• [Task directions]:
Count the lines in the items below that contain the string "fence", treating uppercase and lowercase as different. Reply with the number alone.

• [Stored records]:
★ ★ ★ ★ ★ ★ ★
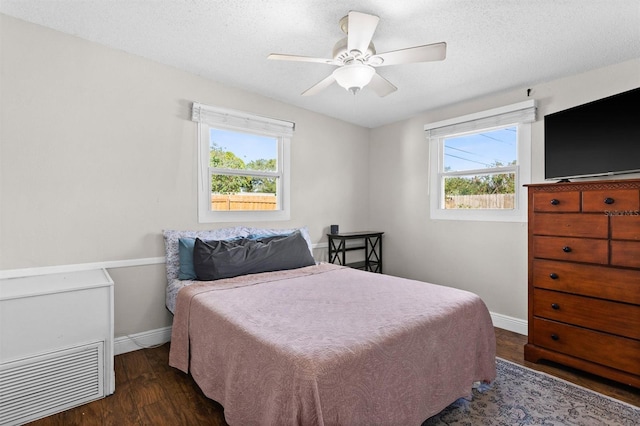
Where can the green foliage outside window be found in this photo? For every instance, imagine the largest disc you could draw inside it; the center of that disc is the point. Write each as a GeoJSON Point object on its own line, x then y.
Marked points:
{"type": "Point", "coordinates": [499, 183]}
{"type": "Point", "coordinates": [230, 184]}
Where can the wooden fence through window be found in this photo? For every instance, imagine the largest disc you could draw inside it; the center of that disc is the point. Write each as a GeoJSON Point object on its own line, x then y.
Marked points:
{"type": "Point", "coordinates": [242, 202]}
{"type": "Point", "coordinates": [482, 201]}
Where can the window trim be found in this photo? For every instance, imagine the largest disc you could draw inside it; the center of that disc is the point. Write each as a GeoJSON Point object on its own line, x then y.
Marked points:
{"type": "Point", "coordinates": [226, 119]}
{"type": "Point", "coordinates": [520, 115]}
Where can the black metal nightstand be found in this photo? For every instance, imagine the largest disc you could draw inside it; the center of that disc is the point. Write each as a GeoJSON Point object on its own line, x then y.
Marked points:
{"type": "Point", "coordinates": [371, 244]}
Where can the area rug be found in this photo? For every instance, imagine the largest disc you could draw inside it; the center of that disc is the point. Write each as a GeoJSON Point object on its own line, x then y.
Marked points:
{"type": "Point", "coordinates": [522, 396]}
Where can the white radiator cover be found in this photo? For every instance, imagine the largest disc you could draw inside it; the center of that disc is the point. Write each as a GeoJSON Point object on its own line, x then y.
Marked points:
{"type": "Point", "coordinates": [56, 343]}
★ ★ ★ ★ ★ ★ ★
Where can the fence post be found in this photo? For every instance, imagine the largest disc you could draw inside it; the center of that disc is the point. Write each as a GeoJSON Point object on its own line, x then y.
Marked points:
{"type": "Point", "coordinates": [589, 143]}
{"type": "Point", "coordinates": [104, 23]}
★ ★ ★ ★ ★ ★ ★
• [Solution for this exercise]:
2